[meteorite-list] Tides Control Flow Of Antarctic Ice Streams

From: Ron Baalke <baalke_at_meteoritecentral.com>
Date: Thu Apr 22 10:16:36 2004
Message-ID: <200308251538.IAA15106_at_zagami.jpl.nasa.gov>

A'ndrea Elyse Messer
Penn State Public Information August 21, 2003
aem1_at_psu.edu
(814) 865-9481

Krishna Ramanujan
NASA Goddard Space Flight Center
kramanuj_at_pop900.gsfc.nasa.gov
(301) 286-3026

RELEASE: 03-82

TIDES CONTROL FLOW OF ANTARCTIC ICE STREAMS

The moon is often accused of causing lunacy, bringing on labor and transforming
werewolves. Now it seems that in reality, the moon, through the tides, is
responsible for the pattern of motion exhibited by ice streams in the Antarctic,
according to a team of geologists from NASA, Penn State and University of
Newcastle, Newcastle Upon Tyne, England.

"My observations from a few years ago were that Ice Stream D in the West
Antarctic was slowing to about half average speed and then speeding up," says
Dr. Sridhar Anandakrishnan, associate professor of geoscience, Penn State. "I
thought that the speeding up and slowing down was tied to rising and falling of
the ocean tides."

The ice streams in West Antarctica move large amounts of ice downward from the
center of the glacier toward the ocean. Most of the glacier rests upon bedrock
and/or rubble on land, but part of the glacier floats above the ocean. The
grounding line, the line where the glacier stops being grounded and floats, is
quite a distance back from the leading edge of the glacier.

Some ice streams are moving rapidly, some are slowing down and others have
completely stopped moving. Researchers have looked at a number of ice streams
and recently, they discovered that Whillan's Ice Stream exhibits the most
bizarre behavior because it actually stops dead and then slips for a short time,
moving large distances, before it stops again.

== Dataset entries ==
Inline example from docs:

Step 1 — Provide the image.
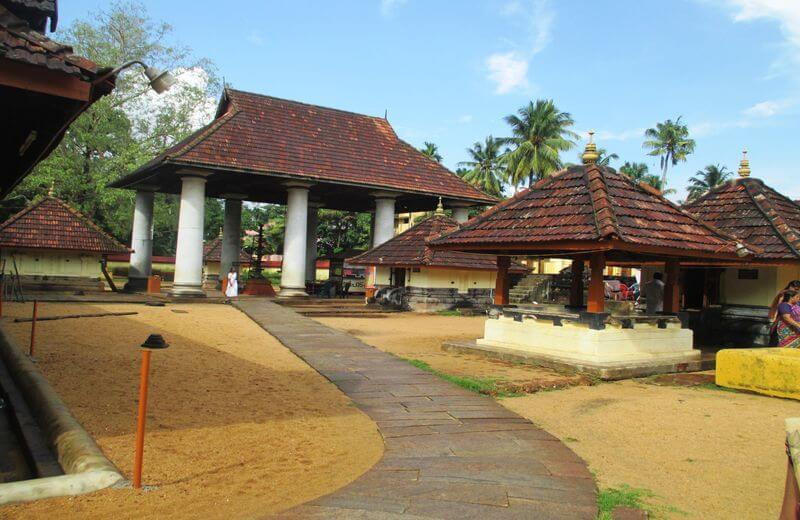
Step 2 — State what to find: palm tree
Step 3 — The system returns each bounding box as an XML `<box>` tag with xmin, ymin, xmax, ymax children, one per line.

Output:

== What is asked ==
1. According to the ice stream release, why is Whillan's Ice Stream said to show the most bizarre behavior?
2. Copy the ice stream release word for word, from "The moon is" up to and including "Upon Tyne, England.".
The listing is separate material with no connection to the ice stream release.

== Solutions ==
1. Whillan's Ice Stream actually stops dead and then slips for a short time, moving large distances, before it stops again.

2.
The moon is often accused of causing lunacy, bringing on labor and transforming
werewolves. Now it seems that in reality, the moon, through the tides, is
responsible for the pattern of motion exhibited by ice streams in the Antarctic,
according to a team of geologists from NASA, Penn State and University of
Newcastle, Newcastle Upon Tyne, England.